[start of SOURCE EXTRACT]

In this embodiment, since the grid size is smaller, in practice, the area of the grid corresponding to h0 corresponding to the ground area is larger, and the area of the grid corresponding to h0 may include a plurality of adjacent grids.

In yet another embodiment provided by the present disclosure, the grids included in the grid map are the same size and 0.2m x 0.2m; or the grid map contains grids of different sizes.

In this embodiment, when dividing the grids of the grid map, the grid sizes may be different. For example, the first grid region and the second grid region may be made to correspond to different actual floor region sizes, and the grid sizes included in the first grid region and the second grid region may be different. In another embodiment, the grid size of the partitions may be made the same for the purpose of conserving computing resources.

In still another embodiment provided by the present disclosure, after the grid map is built, the grid region corresponding to h0 may be determined by:

traversing grids of the grid map by adopting a preset search algorithm, and clustering the grids with the preset characteristic targets;

step two, merging adjacent grids of the same category according to a clustering result, and determining a grid area corresponding to h0 according to the merged grid area;

Wherein the preset search algorithm is breadth-first search algorithm; the preset feature includes preset size information.

[end of SOURCE EXTRACT]
[start of DATA PROVIDED]

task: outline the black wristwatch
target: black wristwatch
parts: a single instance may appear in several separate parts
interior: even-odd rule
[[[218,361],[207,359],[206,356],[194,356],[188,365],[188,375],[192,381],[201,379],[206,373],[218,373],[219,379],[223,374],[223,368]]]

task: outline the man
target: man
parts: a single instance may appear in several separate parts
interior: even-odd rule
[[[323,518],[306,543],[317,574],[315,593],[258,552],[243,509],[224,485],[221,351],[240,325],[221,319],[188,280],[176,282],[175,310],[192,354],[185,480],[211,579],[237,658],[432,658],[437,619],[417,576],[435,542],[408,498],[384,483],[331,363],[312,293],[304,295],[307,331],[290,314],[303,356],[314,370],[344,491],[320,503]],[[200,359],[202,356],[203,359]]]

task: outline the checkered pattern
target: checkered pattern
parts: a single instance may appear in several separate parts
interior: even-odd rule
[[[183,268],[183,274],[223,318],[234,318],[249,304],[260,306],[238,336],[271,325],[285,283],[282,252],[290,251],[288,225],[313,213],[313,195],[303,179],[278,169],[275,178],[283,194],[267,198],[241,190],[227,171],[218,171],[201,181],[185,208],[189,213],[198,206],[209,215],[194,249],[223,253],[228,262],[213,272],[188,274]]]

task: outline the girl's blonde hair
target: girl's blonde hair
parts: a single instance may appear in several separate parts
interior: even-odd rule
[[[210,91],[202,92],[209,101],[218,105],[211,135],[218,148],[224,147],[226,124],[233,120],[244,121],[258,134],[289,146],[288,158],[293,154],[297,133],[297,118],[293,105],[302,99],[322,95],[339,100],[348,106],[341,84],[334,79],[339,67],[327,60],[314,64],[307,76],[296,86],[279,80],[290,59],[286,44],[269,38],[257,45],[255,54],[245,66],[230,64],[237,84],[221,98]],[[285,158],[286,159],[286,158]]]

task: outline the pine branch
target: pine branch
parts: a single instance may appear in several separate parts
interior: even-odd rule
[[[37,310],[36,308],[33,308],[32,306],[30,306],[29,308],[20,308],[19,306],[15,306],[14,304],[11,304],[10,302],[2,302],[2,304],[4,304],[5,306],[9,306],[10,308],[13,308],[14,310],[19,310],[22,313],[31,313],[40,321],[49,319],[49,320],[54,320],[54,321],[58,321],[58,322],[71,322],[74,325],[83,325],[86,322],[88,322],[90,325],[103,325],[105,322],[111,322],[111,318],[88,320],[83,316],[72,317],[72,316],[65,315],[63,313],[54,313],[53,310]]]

[end of DATA PROVIDED]

▸ GIVEN PROBLEM:
Please answer these questions about the grid map extract, one per line:
1. What size is given for the grids when all grids in the grid map are the same size?
2. What is the preset search algorithm?
3. What does the preset feature include?
These entries are separate from the grid map extract.

▸ THE ANSWER:
1. 0.2m x 0.2m
2. A breadth-first search algorithm
3. Preset size information